--- START Document section ---

Multiple Spanning Trees in 802.1Q

                      Norman Finn, Cisco Systems

1.0  Introduction

A number of means for adapting the spanning tree algorithm of 802.1D to
the virtual LANs of 802.1Q have been discussed. At least three means
have been proposed for employing one or more spanning trees in a single
installation:

  1. One spanning tree encompassing all physical links;

  2. Any number of parallel spanning trees, up to the point of one
     spanning tree per VLAN; and

  3. One super spanning tree for the "backbone" that connects all
     switches, with one or more sub-spanning trees for individual VLANs.

With a suitable choice of rules for the interaction between 802.1Q tags
and 802.1D Bridge Protocol Data Units (BPDUs), the first two of these
choices can be shown to be equivalent. No new protocols need be
invented.

--- END Document section ---
--- START Data entries ---

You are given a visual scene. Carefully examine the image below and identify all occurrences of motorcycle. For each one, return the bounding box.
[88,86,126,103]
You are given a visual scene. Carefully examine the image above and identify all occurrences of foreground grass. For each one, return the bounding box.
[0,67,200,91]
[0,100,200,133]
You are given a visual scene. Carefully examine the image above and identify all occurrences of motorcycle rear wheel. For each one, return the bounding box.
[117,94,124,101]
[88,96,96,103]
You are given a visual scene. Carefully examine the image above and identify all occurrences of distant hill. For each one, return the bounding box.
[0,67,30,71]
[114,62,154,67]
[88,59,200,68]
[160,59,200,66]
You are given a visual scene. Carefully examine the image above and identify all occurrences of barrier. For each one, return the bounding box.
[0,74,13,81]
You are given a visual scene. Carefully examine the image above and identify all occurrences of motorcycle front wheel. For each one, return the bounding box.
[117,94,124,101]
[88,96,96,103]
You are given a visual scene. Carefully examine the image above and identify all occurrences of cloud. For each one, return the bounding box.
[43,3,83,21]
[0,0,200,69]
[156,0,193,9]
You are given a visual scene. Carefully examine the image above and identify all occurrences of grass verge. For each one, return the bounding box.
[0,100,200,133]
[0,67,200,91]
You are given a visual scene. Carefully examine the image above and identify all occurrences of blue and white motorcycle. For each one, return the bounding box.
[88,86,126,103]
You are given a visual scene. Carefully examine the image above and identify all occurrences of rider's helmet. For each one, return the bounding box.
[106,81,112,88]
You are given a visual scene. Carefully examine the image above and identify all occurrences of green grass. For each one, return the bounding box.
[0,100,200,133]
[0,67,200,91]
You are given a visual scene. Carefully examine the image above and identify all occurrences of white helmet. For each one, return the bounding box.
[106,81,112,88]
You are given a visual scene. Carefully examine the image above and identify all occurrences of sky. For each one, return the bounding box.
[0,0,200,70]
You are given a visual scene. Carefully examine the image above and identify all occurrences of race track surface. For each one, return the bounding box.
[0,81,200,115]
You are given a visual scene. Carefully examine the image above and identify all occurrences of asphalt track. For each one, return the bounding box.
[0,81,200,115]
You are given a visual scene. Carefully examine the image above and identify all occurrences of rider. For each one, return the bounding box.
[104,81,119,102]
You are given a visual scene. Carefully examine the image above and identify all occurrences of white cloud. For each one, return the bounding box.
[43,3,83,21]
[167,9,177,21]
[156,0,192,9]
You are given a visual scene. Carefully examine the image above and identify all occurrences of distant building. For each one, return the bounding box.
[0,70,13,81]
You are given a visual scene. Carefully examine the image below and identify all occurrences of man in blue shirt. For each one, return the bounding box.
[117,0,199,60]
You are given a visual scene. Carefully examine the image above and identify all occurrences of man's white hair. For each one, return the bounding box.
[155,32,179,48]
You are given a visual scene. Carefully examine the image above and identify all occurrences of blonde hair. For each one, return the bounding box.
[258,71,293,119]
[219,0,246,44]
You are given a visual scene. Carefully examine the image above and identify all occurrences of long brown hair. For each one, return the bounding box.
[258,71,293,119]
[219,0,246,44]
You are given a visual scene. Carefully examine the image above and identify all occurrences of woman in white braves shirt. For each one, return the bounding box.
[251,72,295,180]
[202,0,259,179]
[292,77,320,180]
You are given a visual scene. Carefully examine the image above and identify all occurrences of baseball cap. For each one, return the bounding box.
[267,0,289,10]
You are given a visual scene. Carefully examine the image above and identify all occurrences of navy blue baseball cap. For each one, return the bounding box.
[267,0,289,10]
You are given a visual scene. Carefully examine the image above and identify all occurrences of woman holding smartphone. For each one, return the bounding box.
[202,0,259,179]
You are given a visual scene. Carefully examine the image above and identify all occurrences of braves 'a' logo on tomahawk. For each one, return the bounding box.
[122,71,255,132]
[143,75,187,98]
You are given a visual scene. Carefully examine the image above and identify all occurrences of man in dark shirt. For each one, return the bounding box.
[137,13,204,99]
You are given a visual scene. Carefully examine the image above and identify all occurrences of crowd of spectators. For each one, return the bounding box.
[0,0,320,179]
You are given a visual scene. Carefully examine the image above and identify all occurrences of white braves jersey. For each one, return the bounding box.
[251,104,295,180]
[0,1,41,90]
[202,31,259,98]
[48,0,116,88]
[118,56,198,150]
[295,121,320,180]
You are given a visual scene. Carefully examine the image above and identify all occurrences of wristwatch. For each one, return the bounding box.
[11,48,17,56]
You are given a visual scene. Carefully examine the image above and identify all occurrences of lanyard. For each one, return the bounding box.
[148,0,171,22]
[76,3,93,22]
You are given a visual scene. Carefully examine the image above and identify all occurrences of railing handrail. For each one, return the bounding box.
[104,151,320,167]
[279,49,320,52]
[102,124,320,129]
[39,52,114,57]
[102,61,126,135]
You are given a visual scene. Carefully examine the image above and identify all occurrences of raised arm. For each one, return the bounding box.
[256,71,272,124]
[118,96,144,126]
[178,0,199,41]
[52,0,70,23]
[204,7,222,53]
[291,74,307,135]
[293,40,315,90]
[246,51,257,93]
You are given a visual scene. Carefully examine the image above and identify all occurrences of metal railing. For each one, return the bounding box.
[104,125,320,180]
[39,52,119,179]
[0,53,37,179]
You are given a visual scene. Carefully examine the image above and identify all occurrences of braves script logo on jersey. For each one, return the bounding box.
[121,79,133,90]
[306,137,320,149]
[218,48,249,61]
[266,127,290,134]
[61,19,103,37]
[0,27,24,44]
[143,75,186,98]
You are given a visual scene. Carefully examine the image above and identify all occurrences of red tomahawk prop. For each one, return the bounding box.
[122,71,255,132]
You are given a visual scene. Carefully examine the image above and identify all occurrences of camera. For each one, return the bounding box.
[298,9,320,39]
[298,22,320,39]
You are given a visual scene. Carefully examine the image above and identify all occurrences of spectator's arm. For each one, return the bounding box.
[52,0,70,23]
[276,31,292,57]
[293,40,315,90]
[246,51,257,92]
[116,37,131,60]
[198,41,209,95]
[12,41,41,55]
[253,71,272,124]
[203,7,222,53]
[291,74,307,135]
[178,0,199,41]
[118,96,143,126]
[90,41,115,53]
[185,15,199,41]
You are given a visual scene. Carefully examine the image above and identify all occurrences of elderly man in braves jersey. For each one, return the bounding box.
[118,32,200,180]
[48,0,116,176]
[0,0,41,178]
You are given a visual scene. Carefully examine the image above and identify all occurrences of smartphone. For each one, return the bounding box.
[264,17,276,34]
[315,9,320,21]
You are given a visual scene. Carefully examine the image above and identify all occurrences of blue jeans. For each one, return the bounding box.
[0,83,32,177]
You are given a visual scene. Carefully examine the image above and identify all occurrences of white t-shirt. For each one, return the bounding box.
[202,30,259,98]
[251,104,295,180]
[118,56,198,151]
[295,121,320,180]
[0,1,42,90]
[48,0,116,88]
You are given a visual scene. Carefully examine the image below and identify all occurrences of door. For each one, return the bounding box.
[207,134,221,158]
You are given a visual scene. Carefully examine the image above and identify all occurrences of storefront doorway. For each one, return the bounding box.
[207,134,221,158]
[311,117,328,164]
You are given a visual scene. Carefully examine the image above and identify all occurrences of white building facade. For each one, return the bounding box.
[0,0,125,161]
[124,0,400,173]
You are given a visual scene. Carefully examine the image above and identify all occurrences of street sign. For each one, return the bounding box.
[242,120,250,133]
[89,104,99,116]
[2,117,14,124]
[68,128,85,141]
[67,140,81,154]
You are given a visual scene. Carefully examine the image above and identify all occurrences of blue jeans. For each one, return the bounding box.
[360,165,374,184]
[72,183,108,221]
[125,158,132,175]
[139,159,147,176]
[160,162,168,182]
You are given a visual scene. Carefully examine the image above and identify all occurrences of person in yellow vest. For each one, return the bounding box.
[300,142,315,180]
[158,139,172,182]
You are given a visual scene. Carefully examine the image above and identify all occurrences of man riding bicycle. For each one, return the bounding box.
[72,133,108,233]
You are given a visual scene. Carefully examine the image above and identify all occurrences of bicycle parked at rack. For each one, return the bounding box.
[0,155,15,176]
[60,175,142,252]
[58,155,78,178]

--- END Data entries ---

> **Requests**:
#1 From the spanning tree text, reproduce the passage that begins at the words "2. Any number" and stops after "for individual VLANs.".
#2 Answer these questions using the spanning tree text above the material:
(a) Who is named as the author, and with which company?
(b) At least how many means have been proposed for employing one or more spanning trees in a single installation?
(c) With suitable rules, which of the proposed choices can be shown to be equivalent?

> **Answers for the exercise**:
#1
2. Any number of parallel spanning trees, up to the point of one
     spanning tree per VLAN; and

  3. One super spanning tree for the "backbone" that connects all
     switches, with one or more sub-spanning trees for individual VLANs.

#2
(a) Norman Finn, of Cisco Systems.
(b) At least three.
(c) The first two: one spanning tree encompassing all physical links, and any number of parallel spanning trees, up to one spanning tree per VLAN.